Monday 22 July 2019

Humphrey Carpenter's The Inklings - 1978

 The paperback version I owned until it fell to pieces from frequent use

I first read Humphrey Carpenter's The Inklings more than thirty years ago, and have re-read it and consulted it many times since. It was a very important book in establishing the identity of the Inklings in the public mind - and it has many virtues.

In most chapters, Carpenter is able to weave a tremendous amount of information into a fascinating (mostly) triple-threaded narrative; principally of CS Lewis and Charles Williams with a fair bit of Tolkien - but less emphasis on JRRT because Carpenter had published the authorised biography just a year earlier.

My favourite chapter is a really wonderful recreation of an Inklings evening during the 1940-44 period attended by Jack and Warnie Lewis, JRR Tolkien, 'Humphrey' Havard and Charles Williams. Carpenter achieves this by using a framework mostly derived from Warnie Lewis's diaries and adapting passages from then-published writings and other projects that were being worked-on by the participants during this period.

Aside from this chapter; it is Charles Williams who brings out the best of Carpenter - with a very sympathetic and inspiring depiction of Williams - of a kind which can never again be possible since the sordid revelations of Grevel Lindop's full and detailed biography. Carpenter reveals Williams as - above all - a really interesting person and writer; and that is perhaps the biggest favour he could have done for him.

I well remember that the first thing I did after reading The Inklings (while I was living as a don in Durham Castle and living a very 'Inklings' life while studying for a Masters research degree in English) was to read through everything by Charles Williams I could get my hands-on. Or, at least, attempt to read through them, which I found to be rather more difficult than I expected. Nonetheless, it was the start of a very long and detailed engagement with Williams, which continues.

And there are sketches and details about a wide range of others more or less closely associated with the Inklings; to make up a delightful tapestry or cross section of middle twentieth century intellectual and literary life in England. 

Forty years down the line, however - with all that has been published on the Inklings since, and with my now perspective of being an elderly Christian - I can see that there are many and fundamental faults in the book. These only partly derive from Carpenter's relative lack of material - this shows itself especially in the many (albeit mostly small, but cumulatively distorting) factual errors relating to CS Lewis's biography.

The main problem is that Carpenter was a young man; atheist, left-wing and very 'mainstream',  'trendy' and debunking in his perspectives and evaluations - in sum, just about the worst possible angle from-which to evaluate the Inklings! Consequently, when Carpenter steps-back from the narrative to reflect on the group or the individuals, there are some insidiously dreadful passages, especially in reference to CS Lewis!

Most importantly is the chapter entitled 'A fox that isn't there' in which he attempts to prove - by increasingly elaborate, tendentious and self-contradicting reasoning - that the Inklings was nothing more than a group of Jack Lewis's friends enjoying convivial evenings.

## Dataset entries
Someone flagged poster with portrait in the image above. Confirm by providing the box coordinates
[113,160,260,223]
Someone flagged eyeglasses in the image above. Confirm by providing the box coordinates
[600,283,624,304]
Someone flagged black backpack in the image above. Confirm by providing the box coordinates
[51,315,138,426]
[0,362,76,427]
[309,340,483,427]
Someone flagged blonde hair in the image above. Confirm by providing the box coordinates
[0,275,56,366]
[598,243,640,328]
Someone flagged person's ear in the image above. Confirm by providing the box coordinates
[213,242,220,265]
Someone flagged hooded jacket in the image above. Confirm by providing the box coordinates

==

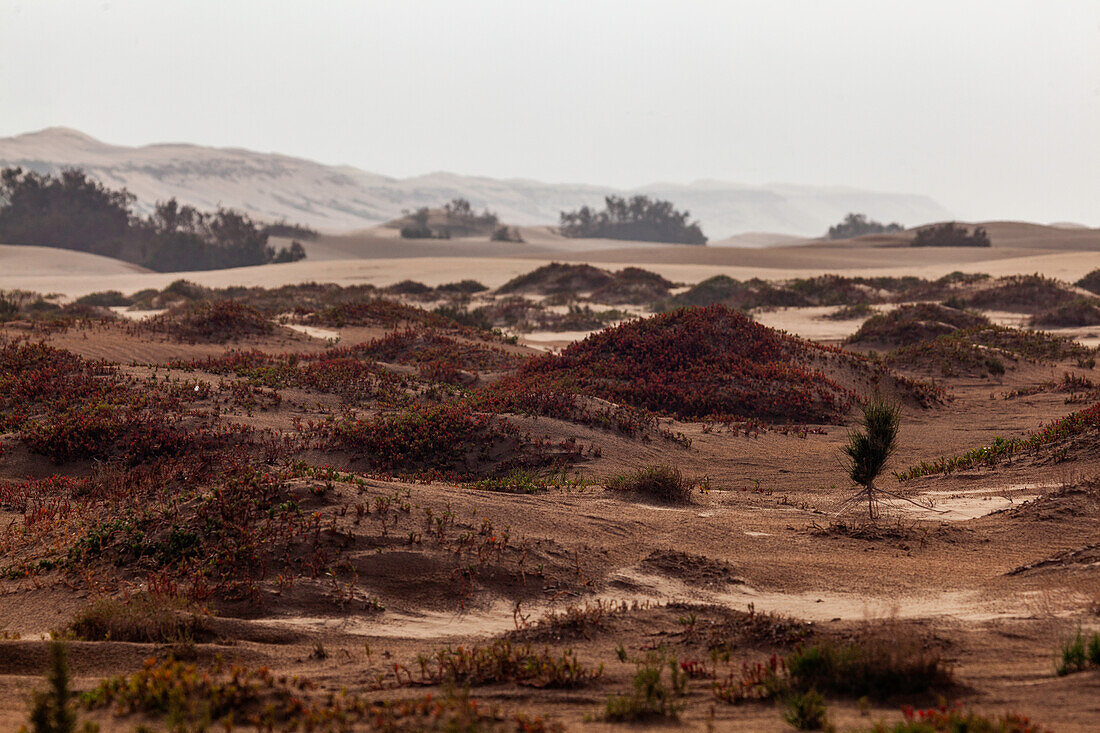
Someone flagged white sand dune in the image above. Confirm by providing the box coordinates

## Tasks to perform
**a.** In the review of Humphrey Carpenter's The Inklings, what is the title of the chapter in which Carpenter argues that the Inklings was only a group of Jack Lewis's friends enjoying convivial evenings?
**b.** Update the review by writing out everything from "Forty years down" down to "to CS Lewis!" again, with "Carpenter" changed to "Humphrey Carpenter".

## The replies
**a.** 'A fox that isn't there'

**b.**
Forty years down the line, however - with all that has been published on the Inklings since, and with my now perspective of being an elderly Christian - I can see that there are many and fundamental faults in the book. These only partly derive from Humphrey Carpenter's relative lack of material - this shows itself especially in the many (albeit mostly small, but cumulatively distorting) factual errors relating to CS Lewis's biography.

The main problem is that Humphrey Carpenter was a young man; atheist, left-wing and very 'mainstream',  'trendy' and debunking in his perspectives and evaluations - in sum, just about the worst possible angle from-which to evaluate the Inklings! Consequently, when Humphrey Carpenter steps-back from the narrative to reflect on the group or the individuals, there are some insidiously dreadful passages, especially in reference to CS Lewis!